(Referring expression pointing data)
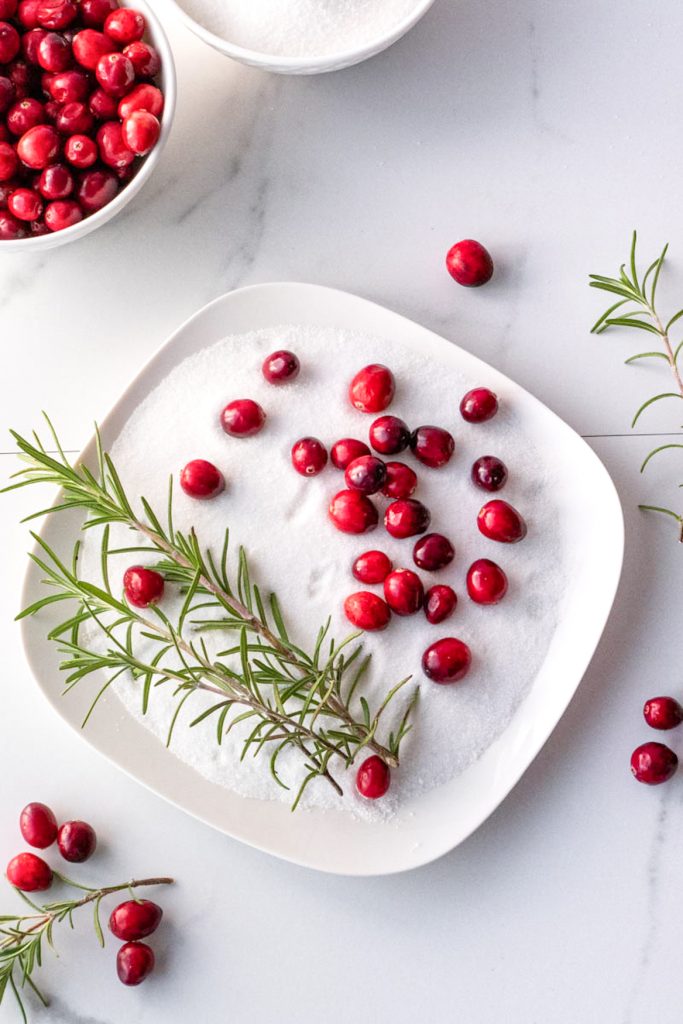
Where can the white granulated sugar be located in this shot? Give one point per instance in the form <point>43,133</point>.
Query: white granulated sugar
<point>281,519</point>
<point>299,28</point>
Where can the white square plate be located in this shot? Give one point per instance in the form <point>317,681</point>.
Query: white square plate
<point>433,822</point>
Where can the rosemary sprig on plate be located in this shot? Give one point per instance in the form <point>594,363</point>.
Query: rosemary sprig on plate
<point>636,309</point>
<point>292,698</point>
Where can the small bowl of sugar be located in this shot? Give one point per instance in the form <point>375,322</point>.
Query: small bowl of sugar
<point>301,37</point>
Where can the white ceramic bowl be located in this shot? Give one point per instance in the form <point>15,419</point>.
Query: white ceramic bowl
<point>167,79</point>
<point>309,65</point>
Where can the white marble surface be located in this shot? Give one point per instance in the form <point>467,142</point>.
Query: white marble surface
<point>548,130</point>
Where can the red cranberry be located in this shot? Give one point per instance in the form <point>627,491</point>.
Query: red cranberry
<point>242,418</point>
<point>62,213</point>
<point>55,181</point>
<point>344,452</point>
<point>134,962</point>
<point>486,583</point>
<point>90,46</point>
<point>499,521</point>
<point>309,457</point>
<point>653,763</point>
<point>142,587</point>
<point>352,512</point>
<point>115,74</point>
<point>407,517</point>
<point>140,132</point>
<point>144,59</point>
<point>372,389</point>
<point>400,481</point>
<point>663,713</point>
<point>135,920</point>
<point>113,150</point>
<point>142,97</point>
<point>373,778</point>
<point>478,406</point>
<point>469,263</point>
<point>39,146</point>
<point>366,474</point>
<point>372,566</point>
<point>440,603</point>
<point>29,872</point>
<point>281,367</point>
<point>446,660</point>
<point>26,204</point>
<point>202,479</point>
<point>38,825</point>
<point>367,611</point>
<point>403,592</point>
<point>489,473</point>
<point>432,445</point>
<point>96,188</point>
<point>9,42</point>
<point>389,435</point>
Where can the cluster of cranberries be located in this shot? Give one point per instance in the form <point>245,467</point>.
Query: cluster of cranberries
<point>654,763</point>
<point>78,109</point>
<point>130,922</point>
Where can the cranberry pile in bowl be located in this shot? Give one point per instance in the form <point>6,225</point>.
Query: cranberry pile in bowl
<point>87,94</point>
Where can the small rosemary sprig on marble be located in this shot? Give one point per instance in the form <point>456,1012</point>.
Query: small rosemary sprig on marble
<point>24,937</point>
<point>291,698</point>
<point>637,310</point>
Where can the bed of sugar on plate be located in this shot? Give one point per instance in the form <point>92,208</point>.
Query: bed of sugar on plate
<point>281,519</point>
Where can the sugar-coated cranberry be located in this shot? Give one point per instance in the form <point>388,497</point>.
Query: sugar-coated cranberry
<point>202,479</point>
<point>29,872</point>
<point>140,132</point>
<point>478,406</point>
<point>366,474</point>
<point>142,587</point>
<point>500,521</point>
<point>489,473</point>
<point>432,445</point>
<point>134,962</point>
<point>38,825</point>
<point>135,920</point>
<point>62,213</point>
<point>446,660</point>
<point>144,59</point>
<point>345,451</point>
<point>281,367</point>
<point>469,263</point>
<point>407,517</point>
<point>440,602</point>
<point>653,763</point>
<point>352,512</point>
<point>367,611</point>
<point>77,841</point>
<point>39,146</point>
<point>663,713</point>
<point>389,435</point>
<point>403,592</point>
<point>372,566</point>
<point>373,777</point>
<point>372,389</point>
<point>242,418</point>
<point>309,457</point>
<point>486,583</point>
<point>400,481</point>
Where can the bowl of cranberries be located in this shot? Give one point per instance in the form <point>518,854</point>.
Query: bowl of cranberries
<point>87,93</point>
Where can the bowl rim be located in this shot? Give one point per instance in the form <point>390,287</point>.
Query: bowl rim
<point>337,59</point>
<point>42,242</point>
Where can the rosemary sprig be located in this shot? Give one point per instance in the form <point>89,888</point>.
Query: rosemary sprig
<point>637,309</point>
<point>290,698</point>
<point>25,936</point>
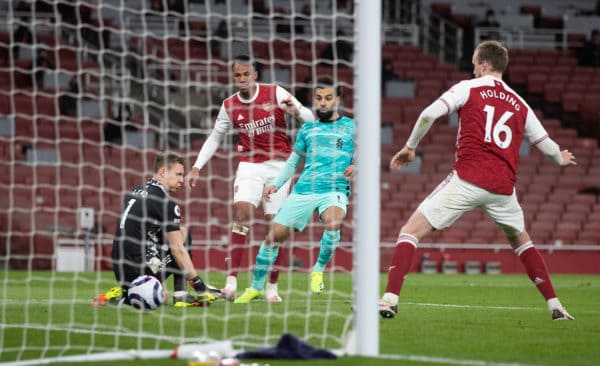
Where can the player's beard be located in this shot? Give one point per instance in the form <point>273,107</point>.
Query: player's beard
<point>324,116</point>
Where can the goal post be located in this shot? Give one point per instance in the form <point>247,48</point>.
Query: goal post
<point>92,90</point>
<point>368,102</point>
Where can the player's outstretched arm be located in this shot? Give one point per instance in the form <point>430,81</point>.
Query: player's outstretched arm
<point>191,178</point>
<point>568,158</point>
<point>402,158</point>
<point>268,191</point>
<point>180,254</point>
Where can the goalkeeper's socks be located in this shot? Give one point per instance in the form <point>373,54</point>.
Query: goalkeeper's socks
<point>329,241</point>
<point>264,260</point>
<point>536,269</point>
<point>401,260</point>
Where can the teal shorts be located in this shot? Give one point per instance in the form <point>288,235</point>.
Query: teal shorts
<point>297,209</point>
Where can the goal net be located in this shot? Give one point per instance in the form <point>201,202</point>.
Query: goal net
<point>90,91</point>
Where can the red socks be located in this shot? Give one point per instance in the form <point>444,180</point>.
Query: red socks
<point>401,262</point>
<point>536,269</point>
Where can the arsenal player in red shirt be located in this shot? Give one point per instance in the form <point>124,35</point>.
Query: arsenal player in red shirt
<point>257,111</point>
<point>493,121</point>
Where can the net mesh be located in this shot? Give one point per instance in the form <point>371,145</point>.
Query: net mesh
<point>91,90</point>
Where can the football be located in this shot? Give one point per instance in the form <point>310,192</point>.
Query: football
<point>145,293</point>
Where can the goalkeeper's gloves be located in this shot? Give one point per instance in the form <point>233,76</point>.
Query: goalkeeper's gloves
<point>198,284</point>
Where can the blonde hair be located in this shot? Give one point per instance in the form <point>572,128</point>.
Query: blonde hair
<point>494,53</point>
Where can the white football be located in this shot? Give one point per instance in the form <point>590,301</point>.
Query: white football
<point>146,293</point>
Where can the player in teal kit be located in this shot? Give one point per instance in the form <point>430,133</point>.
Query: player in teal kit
<point>327,145</point>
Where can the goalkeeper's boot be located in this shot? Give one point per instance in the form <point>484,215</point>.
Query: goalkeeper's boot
<point>193,300</point>
<point>110,297</point>
<point>561,314</point>
<point>271,293</point>
<point>387,310</point>
<point>316,282</point>
<point>214,291</point>
<point>248,295</point>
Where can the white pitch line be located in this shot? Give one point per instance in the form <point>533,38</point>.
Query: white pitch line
<point>465,306</point>
<point>20,302</point>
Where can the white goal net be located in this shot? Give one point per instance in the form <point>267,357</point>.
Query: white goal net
<point>90,91</point>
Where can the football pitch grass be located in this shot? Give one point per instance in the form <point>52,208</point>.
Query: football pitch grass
<point>495,320</point>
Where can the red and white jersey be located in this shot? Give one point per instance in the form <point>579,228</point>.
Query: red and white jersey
<point>260,122</point>
<point>493,119</point>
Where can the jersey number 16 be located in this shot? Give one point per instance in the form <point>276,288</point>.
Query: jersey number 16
<point>498,128</point>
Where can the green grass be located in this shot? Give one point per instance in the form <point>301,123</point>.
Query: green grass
<point>443,319</point>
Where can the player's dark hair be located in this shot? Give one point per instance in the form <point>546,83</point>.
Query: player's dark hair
<point>242,60</point>
<point>327,82</point>
<point>167,159</point>
<point>494,53</point>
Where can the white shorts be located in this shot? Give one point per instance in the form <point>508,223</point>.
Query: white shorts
<point>454,196</point>
<point>252,178</point>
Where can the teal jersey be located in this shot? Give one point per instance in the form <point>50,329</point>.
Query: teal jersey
<point>328,149</point>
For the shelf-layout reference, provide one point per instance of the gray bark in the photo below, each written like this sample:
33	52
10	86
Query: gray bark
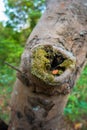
37	102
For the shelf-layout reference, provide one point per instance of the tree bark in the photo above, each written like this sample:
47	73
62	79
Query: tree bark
54	56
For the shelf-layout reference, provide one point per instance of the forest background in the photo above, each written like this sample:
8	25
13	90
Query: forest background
22	17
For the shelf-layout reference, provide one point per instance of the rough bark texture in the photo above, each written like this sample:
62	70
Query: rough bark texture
3	125
39	97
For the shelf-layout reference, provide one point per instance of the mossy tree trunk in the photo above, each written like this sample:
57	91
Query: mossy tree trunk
54	56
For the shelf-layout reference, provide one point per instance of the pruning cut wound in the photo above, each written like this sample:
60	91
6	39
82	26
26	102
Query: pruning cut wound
48	62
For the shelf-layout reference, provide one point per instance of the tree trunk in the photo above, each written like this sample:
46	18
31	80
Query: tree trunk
54	56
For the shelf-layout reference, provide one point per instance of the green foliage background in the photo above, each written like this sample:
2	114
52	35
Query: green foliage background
13	37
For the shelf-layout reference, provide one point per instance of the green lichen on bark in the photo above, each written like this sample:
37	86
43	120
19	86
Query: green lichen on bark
40	64
46	61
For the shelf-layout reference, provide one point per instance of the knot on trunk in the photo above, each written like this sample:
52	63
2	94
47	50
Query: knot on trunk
51	65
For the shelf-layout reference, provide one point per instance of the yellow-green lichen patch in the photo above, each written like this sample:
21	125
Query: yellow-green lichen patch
48	62
39	65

WHAT YOU HAVE TO DO:
Could the lines from the first entry through the line that contains "Where can the white marble" be copied exactly, with all pictures left out?

TASK RESULT:
Where can the white granulated sugar be located in this shot? Give one point per instance in the form <point>43,133</point>.
Query: white granulated sugar
<point>281,519</point>
<point>299,28</point>
Where can the white square plate be located in this shot? Give one point per instance in the form <point>317,681</point>.
Query: white square plate
<point>433,822</point>
Where can the rosemary sprig on plate be located in this shot? Give one point per instance in the form <point>594,363</point>.
Query: rosemary sprig on plate
<point>636,309</point>
<point>292,698</point>
Where can the small bowl of sugar be located in this shot? Give one point per instance in the form <point>375,322</point>.
Query: small bowl of sugar
<point>301,37</point>
Where can the white ceramic bowl be located in this shot? Give one point per instance in the form <point>15,419</point>.
Query: white ceramic bowl
<point>167,79</point>
<point>309,65</point>
Where can the white marble surface be located in this shot? Give one point per instance in the form <point>467,142</point>.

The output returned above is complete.